## Petikan Bacaan
****************************************

RINDU KICAU BURUNG DI RANTING POHON
Ketika kecil dulu, setiap bangun tidur selalu riuh terdengar kicau burung di sekitar rumah saya. Banyak sekali jenis burung dengan beragam suara, seperti sedang menikmati konser orkestra. Kutilang, jalak, perkutut, derkuku, prenjak, pipit, ciit, dan beberapa jenis burung lain tak henti berkicau, sahut-menyahut, membawa khabar bahwa hari telah menjelang pagi. Mengajak orang-orang untuk segera bersiap diri memulai aktifitas di pagi hari.
Saya sering mengamati burung-burung itu dari balik jendela kamar saya. Begitu cerianya mereka. Berpindah dari satu ranting ke ranting lain. Terbang dari satu pohon ke pohon lain sambil bercanda menyambut hadirnya matahari. Mereka tak terbebani dengan rasa takut terkena perangkap atau terkena trik penipuan berkedok memberi makanan. Sungguh kehadiran burung-burung itu menambah indahnya hari berpadu dengan segarnya udara pagi.
Namun entah sejak kapan suara orkestra burung-burung itu tak pernah terdengar lagi. Kemana gerangan burung-burung itu menghilang dari sekitar rumah saya. Saya tak bisa lagi mengingat. Satu tahun, dua tahun, lima tahun atau barangkali sudah sepuluh tahun? Sungguh saya benar-benar tak bisa memastikannya.
Pagi hari saya sekarang sudah jauh berbeda dengan pagi hari saya yang dulu. Jangankan suara-suara burung di ranting pohon, kokok ayam jantan pun sudah tak seramai dulu. Habis subuh yang terdengar deru motor. Paling sesekali masih bisa saya dengar suara burung hantu di malam hari. Atau suara burung kelik (elang) di siang hari. Atau kicau burung tetangga yang ada di dalam sangkarnya. Merdunya mungkin masih sama, namun kesannya di jiwa sudah jauh berbeda.
Beberapa minggu lalu saya masih menemui beberapa burung belibis berwarna putih di persawahan beberapa puluh meter dari rumah saya. Dulu pun burung-burung itu hampir tiap pagi saya temui. Ketika saya dan teman-teman saya berangkat ke sekolah, kami sering mengendap-endap di antara pematang lalu meneriakinya. Tentu burung-burung belibis itu kaget dan beterbangun seperti parade pesawat, lalu kembali turun dan hinggap di pematang beberapa meter dari jarak kami. Itu adalah keasyikan tersendiri bagi kami.
Siang hari setelah lelah bermain bola plastik di persawahan yang baru dipanen, kami berburu burung pipit. Burung-burung itu seakan tak akan pernah habis. Satu koloni bisa ratusan bahkan ribuan ekor. Para petani harus memasang geprek dari bambu untuk menakutinya agar padi yang sudah mulai menguning tak habis dimakan burung-burung pipit itu. Namun burung kecil itu sekarang jumlahnya berkurang jauh. Sesekali saya masih melihatnya di pekarangan sekitar rumah saya. Saya seringkali harus cerewet melarang anak-anak di sekitar rumah saya yang hendak mengusili burung pipit yang hendak membuat sarang. Saya tak ingin burung kecil itu ikut hilang ditelan keserakahan.

****************************************

## Data Tercatat
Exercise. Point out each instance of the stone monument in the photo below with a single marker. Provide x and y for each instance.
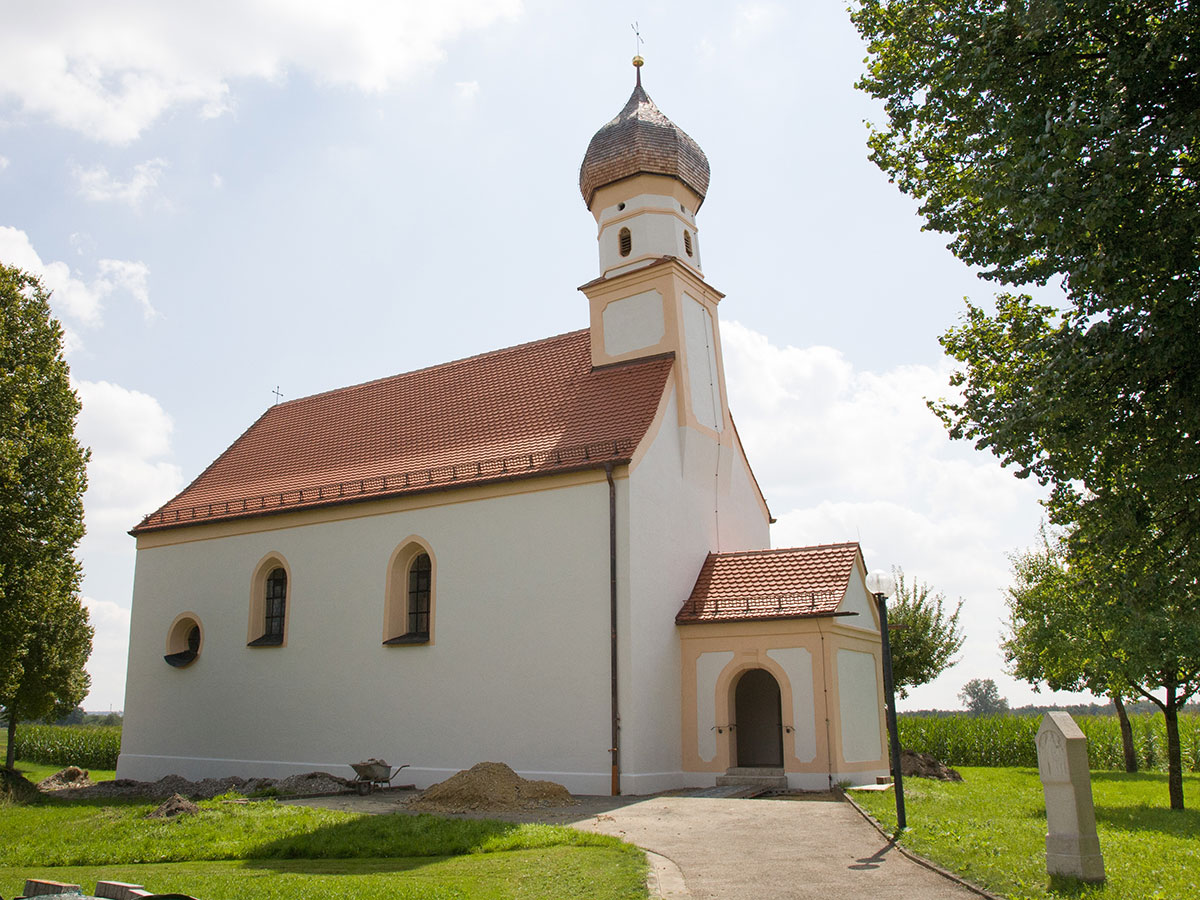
(1073, 847)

****************************************

## Rangkaian Tugas
**a)** Menurut tulisan tentang kerinduan pada kicau burung, apa yang dipasang para petani untuk menakuti burung pipit?
**b)** Lanjutkan tulisan tentang kerinduan pada kicau burung, dimulai sesudah kalimat terakhirnya.

## Hasil Pengerjaan Tugas
**a)** Geprek dari bambu.

**b)**
Seringkali saya merindukan masa-masa dimana burung-burung itu seperti tidak takut dengan manusia. Terbang rendah berseliweran di ranting pohon sementara para petani sedang giat bercocok tanam di sekitranya. Saya rindu dengan suara kicau burung yang hinggap di ranting pohon di sekitar rumah saya di pagi hari. Namun kerinduan saya sepertinya tinggal hanya kerinduan. Tak kan pernah lagi waktu diputar kembali ke masa lalu. Sekarang saya hanya bisa berikhtiar mempertahankan yang masih ada, tentu dengan cara saya. Salah satunya dengan memberikan nasehat dan penjelasan kepada anak-anak agar tidak mengganggu burung yang akan membuat sarang, agar mereka juga tidak mengambili telur-telur burung yang ada di sarangnya.
Pernah suatu kali ada orang yang hendak menjebak burung prenjak yang sedang nyantai di pohon jambu di pekarangan rumah saya. Sangkar yang sudah dipasangi makanan ditaruh sedemikian rupa sehingga ketika burung itu mengambil makanan, pintu sangkar akan menutup secara otomatis. Di dekat sangkar itu sengaja ditaruh burung sejenis di sangkar berbeda untuk memancing kehadiran si burung prenjak. Saya sebenarnya sangat tidak sepakat dengan tindakan orang tersebut namun rasanya tidak mungkin juga saya bersikap frontal, melarang atau menghalangi apa yang akan dilakukannya biarpun itu di pekarangan rumah saya. Akhirnya saya mencari cara agar burung itu tidak sampai masuk sangkar jebakan. Sambil menyelesaikan beberapa tulisan saya, saya takut-takuti burung prenjak itu agar tidak mendekat ke sangkar jebakan. Ketika si empunya menengoknya tentu saja saya bersikap seolah-olah tidak tertarik dengan apa yang dia lakukan dan tetap asyik dengan laptop saya. Istri saya yang tahu trik saya itu hanya senyum-senyum kecil di balik pintu dapur.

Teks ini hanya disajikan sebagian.